- _Task brief_: Pull out each line below that contains the word "every".

- _Extracted entries_:
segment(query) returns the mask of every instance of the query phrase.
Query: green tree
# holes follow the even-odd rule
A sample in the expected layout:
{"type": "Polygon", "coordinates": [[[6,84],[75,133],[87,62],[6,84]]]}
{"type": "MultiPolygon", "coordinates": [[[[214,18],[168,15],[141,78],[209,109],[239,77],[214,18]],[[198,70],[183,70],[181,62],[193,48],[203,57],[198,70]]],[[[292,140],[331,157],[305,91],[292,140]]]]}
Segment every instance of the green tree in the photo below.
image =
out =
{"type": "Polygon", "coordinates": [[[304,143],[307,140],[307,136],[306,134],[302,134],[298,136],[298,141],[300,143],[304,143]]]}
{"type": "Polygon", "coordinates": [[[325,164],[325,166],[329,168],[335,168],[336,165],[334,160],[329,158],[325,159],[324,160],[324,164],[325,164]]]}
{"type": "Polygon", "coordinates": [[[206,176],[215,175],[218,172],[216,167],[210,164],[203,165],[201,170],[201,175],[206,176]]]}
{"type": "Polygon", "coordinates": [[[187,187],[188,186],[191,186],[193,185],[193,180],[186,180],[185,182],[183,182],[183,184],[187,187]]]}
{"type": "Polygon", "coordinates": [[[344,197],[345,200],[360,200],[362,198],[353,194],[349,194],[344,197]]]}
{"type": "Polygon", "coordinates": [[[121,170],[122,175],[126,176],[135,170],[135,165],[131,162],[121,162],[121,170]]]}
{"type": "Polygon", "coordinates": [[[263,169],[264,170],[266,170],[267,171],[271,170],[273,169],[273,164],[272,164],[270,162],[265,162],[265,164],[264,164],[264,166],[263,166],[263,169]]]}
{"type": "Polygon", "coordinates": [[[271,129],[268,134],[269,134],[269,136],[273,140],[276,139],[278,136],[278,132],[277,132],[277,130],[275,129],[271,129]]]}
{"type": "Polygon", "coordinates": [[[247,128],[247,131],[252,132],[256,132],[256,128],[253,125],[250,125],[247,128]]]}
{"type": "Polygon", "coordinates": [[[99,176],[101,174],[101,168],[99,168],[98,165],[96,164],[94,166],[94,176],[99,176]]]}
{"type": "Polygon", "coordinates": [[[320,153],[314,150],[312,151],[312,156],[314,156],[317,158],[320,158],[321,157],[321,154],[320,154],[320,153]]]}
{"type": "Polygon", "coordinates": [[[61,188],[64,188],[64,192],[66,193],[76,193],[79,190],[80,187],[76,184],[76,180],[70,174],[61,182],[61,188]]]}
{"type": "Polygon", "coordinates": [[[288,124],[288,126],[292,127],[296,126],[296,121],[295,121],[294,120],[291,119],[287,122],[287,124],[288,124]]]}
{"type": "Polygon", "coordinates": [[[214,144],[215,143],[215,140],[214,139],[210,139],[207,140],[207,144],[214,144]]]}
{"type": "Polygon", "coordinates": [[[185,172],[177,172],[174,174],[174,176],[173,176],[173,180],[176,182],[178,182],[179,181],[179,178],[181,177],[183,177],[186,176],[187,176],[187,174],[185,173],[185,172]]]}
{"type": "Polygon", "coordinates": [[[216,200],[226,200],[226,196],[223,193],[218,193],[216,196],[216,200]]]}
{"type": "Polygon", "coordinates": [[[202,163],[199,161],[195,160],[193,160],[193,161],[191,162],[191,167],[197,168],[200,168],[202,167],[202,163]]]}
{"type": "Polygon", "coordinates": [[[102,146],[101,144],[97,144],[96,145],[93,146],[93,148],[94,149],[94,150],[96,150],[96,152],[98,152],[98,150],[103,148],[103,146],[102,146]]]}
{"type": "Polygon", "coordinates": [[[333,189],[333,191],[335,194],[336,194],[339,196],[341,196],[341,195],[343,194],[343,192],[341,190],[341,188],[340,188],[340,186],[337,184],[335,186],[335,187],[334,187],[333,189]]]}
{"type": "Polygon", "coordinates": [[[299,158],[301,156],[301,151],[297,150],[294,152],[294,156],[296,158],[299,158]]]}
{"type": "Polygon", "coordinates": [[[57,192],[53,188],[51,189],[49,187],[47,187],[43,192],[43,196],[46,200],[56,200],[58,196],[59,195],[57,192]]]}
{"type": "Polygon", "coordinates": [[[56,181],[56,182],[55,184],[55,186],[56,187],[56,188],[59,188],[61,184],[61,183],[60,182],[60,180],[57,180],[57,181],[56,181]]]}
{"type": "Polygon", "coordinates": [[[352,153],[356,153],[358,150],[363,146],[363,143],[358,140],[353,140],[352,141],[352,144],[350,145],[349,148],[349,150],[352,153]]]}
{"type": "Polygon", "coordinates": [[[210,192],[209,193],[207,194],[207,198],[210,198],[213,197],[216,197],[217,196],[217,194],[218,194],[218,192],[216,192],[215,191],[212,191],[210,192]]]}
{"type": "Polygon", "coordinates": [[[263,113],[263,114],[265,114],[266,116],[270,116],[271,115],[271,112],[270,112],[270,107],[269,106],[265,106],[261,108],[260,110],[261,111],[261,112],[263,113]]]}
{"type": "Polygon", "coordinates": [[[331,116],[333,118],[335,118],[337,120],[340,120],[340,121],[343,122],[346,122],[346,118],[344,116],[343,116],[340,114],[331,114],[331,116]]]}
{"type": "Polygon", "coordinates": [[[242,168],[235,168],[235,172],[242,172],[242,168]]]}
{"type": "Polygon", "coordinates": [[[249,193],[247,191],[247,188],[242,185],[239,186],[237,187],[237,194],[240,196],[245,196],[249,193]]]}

- _Result_:
segment(query) returns the mask of every instance of the query phrase.
Segment every instance of the green tree in the photo below.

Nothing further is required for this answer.